*INPUT FOR THIS TASK*
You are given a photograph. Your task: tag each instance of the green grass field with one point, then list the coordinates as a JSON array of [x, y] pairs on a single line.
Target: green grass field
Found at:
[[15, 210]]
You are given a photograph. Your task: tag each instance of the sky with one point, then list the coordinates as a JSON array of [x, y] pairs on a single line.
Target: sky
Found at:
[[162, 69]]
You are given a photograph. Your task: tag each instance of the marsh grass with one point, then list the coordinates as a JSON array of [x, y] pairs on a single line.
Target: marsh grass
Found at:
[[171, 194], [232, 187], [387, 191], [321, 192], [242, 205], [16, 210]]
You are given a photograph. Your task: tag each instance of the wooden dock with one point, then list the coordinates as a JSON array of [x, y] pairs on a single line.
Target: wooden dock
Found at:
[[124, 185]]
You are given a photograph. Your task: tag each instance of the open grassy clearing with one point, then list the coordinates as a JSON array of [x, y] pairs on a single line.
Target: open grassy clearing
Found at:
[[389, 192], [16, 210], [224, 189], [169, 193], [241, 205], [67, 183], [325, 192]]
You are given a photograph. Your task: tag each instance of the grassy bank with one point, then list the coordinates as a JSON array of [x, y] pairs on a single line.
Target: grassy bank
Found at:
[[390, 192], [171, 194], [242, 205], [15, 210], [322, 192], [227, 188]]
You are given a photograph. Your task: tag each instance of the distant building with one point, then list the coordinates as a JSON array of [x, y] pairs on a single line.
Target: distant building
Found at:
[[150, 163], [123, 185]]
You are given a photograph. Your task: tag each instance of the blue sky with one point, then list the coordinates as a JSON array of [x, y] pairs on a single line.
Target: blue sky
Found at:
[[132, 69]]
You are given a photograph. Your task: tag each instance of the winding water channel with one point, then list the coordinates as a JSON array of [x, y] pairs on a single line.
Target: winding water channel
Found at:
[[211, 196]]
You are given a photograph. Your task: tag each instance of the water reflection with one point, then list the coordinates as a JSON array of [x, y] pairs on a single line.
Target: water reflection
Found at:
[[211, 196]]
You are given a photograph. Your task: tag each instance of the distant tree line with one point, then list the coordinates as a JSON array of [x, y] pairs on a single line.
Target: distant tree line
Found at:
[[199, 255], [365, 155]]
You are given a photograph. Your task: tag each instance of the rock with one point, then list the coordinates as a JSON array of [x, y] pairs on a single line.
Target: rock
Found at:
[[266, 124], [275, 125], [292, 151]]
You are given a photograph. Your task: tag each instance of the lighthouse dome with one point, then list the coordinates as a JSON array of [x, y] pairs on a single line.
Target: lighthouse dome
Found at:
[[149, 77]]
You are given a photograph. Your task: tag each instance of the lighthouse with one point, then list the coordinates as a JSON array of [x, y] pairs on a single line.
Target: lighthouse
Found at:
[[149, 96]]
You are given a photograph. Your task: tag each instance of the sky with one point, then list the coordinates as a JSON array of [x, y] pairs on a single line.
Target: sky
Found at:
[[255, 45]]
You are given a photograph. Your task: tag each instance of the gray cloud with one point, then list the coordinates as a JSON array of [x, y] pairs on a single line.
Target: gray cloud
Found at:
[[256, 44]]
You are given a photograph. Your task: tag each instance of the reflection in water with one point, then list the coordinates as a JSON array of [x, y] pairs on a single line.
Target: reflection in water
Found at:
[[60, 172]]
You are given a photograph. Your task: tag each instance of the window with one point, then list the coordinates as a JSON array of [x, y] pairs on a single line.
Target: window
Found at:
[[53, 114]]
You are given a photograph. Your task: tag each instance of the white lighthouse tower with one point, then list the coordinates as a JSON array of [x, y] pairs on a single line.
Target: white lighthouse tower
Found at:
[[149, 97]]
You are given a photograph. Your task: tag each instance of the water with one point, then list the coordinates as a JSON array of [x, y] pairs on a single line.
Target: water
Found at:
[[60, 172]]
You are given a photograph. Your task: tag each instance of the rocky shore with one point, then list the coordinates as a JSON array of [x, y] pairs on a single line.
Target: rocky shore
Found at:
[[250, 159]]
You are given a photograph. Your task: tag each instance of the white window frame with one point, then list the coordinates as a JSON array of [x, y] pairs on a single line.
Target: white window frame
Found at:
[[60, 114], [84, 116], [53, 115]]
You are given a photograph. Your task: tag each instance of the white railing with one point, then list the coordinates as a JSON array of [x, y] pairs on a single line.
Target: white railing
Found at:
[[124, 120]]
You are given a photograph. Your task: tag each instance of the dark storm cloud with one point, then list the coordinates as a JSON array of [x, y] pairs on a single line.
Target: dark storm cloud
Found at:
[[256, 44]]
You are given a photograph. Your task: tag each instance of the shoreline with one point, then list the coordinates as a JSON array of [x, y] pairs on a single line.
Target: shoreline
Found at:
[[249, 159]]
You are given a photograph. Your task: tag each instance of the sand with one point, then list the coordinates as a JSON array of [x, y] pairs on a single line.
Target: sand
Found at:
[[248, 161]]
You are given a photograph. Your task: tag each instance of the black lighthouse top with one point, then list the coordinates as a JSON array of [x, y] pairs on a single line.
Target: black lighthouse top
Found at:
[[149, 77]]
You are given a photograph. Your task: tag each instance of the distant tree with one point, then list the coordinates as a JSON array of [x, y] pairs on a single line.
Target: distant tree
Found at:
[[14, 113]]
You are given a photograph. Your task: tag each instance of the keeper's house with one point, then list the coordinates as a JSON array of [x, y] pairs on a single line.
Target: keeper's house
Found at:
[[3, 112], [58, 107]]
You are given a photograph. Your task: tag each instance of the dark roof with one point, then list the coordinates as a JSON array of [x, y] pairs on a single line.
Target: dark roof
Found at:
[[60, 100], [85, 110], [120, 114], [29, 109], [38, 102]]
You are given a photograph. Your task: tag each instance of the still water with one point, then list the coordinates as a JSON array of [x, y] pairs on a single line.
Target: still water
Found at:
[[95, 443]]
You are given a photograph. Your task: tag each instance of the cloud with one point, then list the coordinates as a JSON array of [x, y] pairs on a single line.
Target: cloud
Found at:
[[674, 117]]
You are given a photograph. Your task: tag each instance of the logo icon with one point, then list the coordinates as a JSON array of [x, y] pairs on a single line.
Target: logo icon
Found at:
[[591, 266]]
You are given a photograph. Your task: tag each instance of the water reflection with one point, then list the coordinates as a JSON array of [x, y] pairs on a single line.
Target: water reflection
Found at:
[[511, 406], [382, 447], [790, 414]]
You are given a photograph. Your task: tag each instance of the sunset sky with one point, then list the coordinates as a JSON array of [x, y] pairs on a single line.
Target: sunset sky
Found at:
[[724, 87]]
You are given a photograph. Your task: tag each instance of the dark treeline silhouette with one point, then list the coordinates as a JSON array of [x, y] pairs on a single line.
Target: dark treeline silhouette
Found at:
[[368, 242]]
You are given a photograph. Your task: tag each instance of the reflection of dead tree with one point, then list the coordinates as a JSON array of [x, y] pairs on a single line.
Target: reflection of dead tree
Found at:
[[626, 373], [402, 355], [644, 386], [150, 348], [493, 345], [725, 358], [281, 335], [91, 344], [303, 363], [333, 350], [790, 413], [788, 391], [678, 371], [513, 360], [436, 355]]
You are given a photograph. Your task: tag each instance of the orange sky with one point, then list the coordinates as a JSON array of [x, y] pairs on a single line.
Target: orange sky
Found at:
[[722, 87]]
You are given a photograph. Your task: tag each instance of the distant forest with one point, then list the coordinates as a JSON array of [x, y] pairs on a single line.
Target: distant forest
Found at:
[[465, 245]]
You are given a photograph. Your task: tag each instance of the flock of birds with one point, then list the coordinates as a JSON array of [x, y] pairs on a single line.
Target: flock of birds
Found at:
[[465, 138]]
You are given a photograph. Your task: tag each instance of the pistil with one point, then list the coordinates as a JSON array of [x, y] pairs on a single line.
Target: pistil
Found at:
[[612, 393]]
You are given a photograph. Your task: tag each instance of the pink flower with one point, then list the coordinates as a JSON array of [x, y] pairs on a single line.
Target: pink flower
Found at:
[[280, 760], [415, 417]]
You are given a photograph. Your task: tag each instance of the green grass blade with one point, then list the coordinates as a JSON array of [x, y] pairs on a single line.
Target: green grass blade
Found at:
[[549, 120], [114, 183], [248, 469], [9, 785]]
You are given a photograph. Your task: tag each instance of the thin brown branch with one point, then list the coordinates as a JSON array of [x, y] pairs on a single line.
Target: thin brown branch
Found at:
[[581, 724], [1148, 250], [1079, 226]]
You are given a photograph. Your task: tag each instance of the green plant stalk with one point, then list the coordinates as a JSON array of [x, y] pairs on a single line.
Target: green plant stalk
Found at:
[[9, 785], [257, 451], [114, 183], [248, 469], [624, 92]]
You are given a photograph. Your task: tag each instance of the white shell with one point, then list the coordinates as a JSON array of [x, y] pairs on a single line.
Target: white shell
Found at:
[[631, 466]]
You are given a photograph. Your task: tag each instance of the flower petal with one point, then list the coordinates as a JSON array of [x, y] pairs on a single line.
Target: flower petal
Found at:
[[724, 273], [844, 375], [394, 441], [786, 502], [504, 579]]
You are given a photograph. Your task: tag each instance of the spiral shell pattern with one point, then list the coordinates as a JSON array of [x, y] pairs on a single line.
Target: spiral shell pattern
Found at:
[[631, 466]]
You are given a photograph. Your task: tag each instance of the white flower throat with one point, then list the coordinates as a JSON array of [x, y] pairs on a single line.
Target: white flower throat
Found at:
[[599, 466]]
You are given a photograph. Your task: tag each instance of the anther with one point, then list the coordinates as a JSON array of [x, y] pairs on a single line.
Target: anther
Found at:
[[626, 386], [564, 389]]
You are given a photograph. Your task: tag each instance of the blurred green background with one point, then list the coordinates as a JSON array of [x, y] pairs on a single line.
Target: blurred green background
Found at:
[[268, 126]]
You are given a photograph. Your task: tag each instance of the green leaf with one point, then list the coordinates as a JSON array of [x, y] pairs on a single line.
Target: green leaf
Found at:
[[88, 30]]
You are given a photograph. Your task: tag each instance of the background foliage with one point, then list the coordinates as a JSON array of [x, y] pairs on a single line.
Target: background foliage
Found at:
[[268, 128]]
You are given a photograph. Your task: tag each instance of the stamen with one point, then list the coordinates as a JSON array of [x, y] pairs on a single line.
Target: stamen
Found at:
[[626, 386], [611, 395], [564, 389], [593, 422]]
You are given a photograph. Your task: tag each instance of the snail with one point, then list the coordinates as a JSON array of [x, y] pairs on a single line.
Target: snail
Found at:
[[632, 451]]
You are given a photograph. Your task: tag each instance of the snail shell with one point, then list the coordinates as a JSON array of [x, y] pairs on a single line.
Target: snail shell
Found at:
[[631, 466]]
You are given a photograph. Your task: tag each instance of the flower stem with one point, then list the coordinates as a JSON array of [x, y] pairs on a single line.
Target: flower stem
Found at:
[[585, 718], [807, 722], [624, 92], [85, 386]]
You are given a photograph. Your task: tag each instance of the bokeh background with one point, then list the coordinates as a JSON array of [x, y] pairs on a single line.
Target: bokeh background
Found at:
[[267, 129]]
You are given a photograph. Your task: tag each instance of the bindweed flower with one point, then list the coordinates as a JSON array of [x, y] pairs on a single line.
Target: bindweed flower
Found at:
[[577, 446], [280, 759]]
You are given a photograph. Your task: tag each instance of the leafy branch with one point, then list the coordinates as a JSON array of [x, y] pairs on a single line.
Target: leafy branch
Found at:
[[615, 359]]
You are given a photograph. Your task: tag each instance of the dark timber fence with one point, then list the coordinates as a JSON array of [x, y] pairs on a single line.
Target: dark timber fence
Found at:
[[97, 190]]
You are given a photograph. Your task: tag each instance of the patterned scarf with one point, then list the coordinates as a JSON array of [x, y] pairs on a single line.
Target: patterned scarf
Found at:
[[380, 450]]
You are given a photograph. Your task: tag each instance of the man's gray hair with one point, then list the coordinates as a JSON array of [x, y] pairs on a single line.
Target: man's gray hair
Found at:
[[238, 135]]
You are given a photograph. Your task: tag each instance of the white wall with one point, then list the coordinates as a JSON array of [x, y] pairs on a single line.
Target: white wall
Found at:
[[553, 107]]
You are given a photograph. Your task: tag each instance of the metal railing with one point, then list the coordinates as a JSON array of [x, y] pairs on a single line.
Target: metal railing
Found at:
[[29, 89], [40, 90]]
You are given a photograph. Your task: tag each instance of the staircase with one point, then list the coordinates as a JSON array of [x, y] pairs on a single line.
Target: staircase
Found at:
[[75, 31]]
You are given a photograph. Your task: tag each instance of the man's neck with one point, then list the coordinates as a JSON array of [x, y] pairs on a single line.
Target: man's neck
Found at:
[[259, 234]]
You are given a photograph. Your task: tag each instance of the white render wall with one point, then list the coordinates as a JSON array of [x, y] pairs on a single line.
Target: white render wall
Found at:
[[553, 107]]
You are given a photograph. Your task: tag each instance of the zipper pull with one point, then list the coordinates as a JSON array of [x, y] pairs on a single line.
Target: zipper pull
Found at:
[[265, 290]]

*WHAT IS NEEDED*
Can you edit the lines starting with the line containing "of the stamen" and going on through the line containing "[[585, 718], [807, 722], [624, 92], [85, 386]]" so that "plant stalk" replaces "flower stem", with nothing else changed? Give back only those lines.

*RESULT*
You are given a photograph. Your task: tag each instance of the stamen with one point, then list the coordinates as a JSON array of [x, y] pairs on a single line.
Target: stamen
Found at:
[[626, 386], [611, 395], [564, 389], [593, 422]]
You are given a photograph. Your task: tag each instance of the snail with one point, then list the coordinates as a JSON array of [x, y] pairs on a single line.
Target: snail
Found at:
[[632, 451]]
You are given a photograph. Your task: tag each instance of the snail shell with one point, then list the coordinates as a JSON array of [x, y] pairs on a single line.
Target: snail shell
Found at:
[[631, 466]]
You are given a photograph. Your task: tag each instance of the plant stalk with one point, then list the coordinates as a JSON array of [x, y] pairs on a single line.
Target: plant stalk
Found at:
[[585, 718], [807, 722], [624, 92], [85, 386]]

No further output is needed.